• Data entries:
*** Begin section ***

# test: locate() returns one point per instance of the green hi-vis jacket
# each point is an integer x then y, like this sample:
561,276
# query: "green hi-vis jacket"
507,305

*** End section ***

• Task instructions: With nothing added or dropped, write out every entry.

• Output for this task:
# test: locate() returns one point per instance of the green hi-vis jacket
# each point is an integer x then y, like this sample:
561,276
# query: "green hi-vis jacket"
507,305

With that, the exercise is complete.